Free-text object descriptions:
-=-=-=-=-
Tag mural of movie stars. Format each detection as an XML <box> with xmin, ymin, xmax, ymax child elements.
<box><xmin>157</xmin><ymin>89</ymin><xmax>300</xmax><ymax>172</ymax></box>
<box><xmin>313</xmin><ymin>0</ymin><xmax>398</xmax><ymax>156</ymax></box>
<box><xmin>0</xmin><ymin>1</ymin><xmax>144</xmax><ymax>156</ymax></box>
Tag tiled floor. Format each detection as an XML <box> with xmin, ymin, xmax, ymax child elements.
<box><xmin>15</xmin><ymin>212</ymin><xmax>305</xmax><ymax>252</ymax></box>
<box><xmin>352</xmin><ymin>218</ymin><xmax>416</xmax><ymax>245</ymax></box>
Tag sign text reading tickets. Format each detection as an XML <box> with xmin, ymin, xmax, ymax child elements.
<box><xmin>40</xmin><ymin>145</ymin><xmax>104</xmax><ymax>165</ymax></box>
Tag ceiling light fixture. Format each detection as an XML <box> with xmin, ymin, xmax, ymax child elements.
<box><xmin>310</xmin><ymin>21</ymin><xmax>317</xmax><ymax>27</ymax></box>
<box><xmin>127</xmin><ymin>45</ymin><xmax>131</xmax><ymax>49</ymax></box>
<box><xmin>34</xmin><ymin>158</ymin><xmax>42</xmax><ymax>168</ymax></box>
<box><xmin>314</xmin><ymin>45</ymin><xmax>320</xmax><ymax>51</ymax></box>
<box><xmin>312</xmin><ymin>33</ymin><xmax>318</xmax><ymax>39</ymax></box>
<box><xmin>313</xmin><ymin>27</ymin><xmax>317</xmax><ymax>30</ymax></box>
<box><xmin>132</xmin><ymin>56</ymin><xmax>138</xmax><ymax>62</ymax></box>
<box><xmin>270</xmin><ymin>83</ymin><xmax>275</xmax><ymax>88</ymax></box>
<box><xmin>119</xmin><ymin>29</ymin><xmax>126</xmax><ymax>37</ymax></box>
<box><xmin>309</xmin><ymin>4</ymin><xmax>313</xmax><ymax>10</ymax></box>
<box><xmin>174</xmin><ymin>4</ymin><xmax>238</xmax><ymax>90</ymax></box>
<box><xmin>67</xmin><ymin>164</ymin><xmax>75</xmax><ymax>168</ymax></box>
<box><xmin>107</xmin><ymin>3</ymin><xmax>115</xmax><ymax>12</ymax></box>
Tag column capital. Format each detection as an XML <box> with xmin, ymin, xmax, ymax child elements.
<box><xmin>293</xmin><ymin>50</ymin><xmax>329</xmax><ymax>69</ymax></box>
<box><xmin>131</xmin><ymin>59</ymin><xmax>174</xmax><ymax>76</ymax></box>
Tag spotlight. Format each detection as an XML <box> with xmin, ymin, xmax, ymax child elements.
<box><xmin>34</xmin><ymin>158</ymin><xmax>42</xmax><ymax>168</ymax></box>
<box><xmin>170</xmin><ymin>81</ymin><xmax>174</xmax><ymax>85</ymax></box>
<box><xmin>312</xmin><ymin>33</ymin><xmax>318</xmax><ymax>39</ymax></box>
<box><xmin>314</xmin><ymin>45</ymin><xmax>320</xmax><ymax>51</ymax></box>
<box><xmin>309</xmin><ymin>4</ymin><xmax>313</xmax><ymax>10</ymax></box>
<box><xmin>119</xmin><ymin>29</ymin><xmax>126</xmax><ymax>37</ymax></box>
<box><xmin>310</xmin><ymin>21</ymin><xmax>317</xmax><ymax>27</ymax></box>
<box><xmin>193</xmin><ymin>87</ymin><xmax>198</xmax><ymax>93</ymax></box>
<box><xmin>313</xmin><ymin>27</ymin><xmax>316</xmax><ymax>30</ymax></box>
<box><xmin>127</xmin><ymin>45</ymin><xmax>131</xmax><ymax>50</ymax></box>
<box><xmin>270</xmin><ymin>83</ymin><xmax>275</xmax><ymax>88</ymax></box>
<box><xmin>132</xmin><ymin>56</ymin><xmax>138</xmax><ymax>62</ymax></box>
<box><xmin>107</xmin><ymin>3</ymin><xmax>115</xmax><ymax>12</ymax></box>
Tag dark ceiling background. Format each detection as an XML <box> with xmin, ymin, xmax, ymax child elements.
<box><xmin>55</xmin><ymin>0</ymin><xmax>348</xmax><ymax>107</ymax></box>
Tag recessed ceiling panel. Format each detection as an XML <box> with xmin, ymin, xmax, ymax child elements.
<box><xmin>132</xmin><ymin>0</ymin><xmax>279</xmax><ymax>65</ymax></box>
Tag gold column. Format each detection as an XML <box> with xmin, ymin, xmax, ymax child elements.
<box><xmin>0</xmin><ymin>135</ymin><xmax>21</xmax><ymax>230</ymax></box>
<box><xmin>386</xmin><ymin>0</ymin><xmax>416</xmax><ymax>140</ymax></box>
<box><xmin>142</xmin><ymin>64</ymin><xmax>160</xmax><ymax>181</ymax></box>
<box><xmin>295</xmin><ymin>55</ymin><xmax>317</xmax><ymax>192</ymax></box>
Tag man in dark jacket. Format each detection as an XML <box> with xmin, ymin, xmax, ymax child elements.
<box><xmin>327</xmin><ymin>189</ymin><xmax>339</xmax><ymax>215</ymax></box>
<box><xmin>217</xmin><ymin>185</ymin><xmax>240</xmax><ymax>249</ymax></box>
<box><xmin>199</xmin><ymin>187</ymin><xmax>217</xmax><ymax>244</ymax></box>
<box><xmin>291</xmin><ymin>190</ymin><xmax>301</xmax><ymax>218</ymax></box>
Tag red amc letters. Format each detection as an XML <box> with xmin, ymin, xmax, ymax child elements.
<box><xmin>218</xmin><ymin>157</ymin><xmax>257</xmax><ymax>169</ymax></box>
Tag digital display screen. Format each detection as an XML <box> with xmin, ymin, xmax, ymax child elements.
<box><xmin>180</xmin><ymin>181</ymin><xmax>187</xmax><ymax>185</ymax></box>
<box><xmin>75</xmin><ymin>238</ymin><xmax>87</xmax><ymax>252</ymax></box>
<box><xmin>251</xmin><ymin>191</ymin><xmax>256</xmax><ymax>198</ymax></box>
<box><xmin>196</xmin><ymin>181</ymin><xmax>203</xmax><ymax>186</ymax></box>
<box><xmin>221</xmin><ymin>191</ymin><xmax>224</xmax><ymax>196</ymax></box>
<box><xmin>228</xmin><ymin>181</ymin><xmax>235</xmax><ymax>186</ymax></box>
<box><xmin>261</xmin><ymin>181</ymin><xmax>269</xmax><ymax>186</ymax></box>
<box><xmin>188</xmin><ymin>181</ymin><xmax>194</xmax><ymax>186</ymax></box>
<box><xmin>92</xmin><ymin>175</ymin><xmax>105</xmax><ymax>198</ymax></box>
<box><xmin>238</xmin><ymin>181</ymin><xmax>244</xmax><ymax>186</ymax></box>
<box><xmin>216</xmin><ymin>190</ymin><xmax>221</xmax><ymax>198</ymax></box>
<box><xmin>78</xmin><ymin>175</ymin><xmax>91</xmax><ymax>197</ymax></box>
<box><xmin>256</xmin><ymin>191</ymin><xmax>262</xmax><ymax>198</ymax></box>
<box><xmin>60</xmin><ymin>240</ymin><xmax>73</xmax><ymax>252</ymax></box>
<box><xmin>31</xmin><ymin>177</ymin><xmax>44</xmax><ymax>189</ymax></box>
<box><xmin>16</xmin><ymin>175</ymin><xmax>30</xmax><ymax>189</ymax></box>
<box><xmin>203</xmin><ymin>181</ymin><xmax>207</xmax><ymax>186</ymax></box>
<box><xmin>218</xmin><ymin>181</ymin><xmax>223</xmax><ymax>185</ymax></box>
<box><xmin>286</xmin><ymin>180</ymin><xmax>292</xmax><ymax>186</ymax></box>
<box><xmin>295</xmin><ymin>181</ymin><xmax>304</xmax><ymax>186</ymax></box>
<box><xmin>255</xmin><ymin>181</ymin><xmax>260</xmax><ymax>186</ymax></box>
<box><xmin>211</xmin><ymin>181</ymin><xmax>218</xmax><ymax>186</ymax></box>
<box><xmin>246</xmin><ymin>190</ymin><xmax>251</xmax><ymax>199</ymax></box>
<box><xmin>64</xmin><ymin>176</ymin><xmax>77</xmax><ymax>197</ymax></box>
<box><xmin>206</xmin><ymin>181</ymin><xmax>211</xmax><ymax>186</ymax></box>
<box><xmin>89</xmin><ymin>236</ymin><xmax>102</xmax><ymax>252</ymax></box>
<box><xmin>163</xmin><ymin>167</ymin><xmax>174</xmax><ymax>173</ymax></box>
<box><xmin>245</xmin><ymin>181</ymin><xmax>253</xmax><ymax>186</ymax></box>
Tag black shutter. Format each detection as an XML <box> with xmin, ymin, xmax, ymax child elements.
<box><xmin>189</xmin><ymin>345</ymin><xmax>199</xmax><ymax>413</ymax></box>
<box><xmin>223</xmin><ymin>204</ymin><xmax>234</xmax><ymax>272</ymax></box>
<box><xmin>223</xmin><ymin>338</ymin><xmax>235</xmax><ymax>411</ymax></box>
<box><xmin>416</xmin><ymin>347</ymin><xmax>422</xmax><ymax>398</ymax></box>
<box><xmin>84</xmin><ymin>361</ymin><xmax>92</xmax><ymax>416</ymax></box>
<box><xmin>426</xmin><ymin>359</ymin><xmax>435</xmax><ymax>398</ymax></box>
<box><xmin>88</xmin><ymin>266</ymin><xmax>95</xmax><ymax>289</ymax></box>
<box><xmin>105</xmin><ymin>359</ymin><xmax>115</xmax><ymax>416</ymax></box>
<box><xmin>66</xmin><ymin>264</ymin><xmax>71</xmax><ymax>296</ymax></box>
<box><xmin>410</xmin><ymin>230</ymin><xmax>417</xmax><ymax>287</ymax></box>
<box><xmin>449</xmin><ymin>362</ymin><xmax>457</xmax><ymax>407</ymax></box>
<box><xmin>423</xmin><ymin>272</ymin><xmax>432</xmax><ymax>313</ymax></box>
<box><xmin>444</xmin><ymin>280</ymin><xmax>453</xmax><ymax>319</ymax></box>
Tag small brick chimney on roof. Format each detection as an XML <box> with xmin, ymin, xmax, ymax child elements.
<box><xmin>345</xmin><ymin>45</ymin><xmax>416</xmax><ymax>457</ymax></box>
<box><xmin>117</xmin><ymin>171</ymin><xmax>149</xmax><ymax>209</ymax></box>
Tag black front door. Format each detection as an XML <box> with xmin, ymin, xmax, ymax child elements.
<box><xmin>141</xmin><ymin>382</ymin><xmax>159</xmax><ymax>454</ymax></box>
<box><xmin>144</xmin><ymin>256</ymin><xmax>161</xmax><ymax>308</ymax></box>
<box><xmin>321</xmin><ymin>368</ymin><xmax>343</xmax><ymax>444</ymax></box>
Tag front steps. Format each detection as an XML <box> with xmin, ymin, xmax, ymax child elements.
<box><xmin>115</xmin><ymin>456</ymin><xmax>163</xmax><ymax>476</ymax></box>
-=-=-=-=-
*TASK STATEMENT*. Looking at the records above, please output exactly the lines that run from the one holding "Tag front steps." to the final line, and only those.

*RESPONSE TO THIS EXERCISE*.
Tag front steps. Format each detection as an XML <box> with xmin, ymin, xmax, ymax child elements.
<box><xmin>115</xmin><ymin>456</ymin><xmax>163</xmax><ymax>476</ymax></box>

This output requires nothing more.